------ The records ------
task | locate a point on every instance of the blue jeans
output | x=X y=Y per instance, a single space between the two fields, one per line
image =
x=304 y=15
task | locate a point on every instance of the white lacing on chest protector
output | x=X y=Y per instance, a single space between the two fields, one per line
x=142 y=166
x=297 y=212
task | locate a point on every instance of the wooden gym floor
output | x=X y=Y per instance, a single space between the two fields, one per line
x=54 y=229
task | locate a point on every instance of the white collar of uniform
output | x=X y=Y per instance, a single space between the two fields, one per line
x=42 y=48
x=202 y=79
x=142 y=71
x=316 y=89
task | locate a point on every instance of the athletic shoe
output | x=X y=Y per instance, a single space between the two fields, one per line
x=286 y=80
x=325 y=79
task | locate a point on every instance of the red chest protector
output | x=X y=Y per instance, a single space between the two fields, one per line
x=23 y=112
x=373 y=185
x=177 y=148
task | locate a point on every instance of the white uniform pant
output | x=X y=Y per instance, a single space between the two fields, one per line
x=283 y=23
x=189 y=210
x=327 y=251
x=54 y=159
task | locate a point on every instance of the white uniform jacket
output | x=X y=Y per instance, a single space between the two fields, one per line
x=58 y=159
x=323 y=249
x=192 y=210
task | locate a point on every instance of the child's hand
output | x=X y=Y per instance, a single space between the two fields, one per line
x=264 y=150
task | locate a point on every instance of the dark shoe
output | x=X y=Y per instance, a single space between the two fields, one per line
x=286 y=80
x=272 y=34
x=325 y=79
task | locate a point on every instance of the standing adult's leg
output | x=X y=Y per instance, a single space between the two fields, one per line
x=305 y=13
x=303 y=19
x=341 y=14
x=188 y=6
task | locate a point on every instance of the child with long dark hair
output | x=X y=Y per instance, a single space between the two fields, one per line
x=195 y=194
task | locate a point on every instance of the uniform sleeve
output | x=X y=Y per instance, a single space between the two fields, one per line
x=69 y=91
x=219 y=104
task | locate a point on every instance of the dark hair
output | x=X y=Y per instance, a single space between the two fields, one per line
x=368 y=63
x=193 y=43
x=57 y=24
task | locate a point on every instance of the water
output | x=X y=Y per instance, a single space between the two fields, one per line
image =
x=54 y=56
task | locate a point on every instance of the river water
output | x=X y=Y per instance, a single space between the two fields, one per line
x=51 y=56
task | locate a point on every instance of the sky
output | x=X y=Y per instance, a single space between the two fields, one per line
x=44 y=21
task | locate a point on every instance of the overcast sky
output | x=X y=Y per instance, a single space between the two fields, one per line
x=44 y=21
------
**Task goal**
Could you write out the records again, from the line containing "task | locate a point on every instance of the river" through the end of the records, keeping the requests, and shift every x and y coordinate in the answers by -55?

**Result of the task**
task | locate a point on every instance of the river water
output | x=X y=Y per instance, a single space between the two fields, one per line
x=-4 y=1
task | locate a point on every instance of the sky
output | x=X y=Y per instance, a single space between the two fields, one per line
x=-11 y=-34
task | locate a point on every instance of the overcast sky
output | x=X y=Y per instance, a single space between the two fields, one per line
x=-11 y=-34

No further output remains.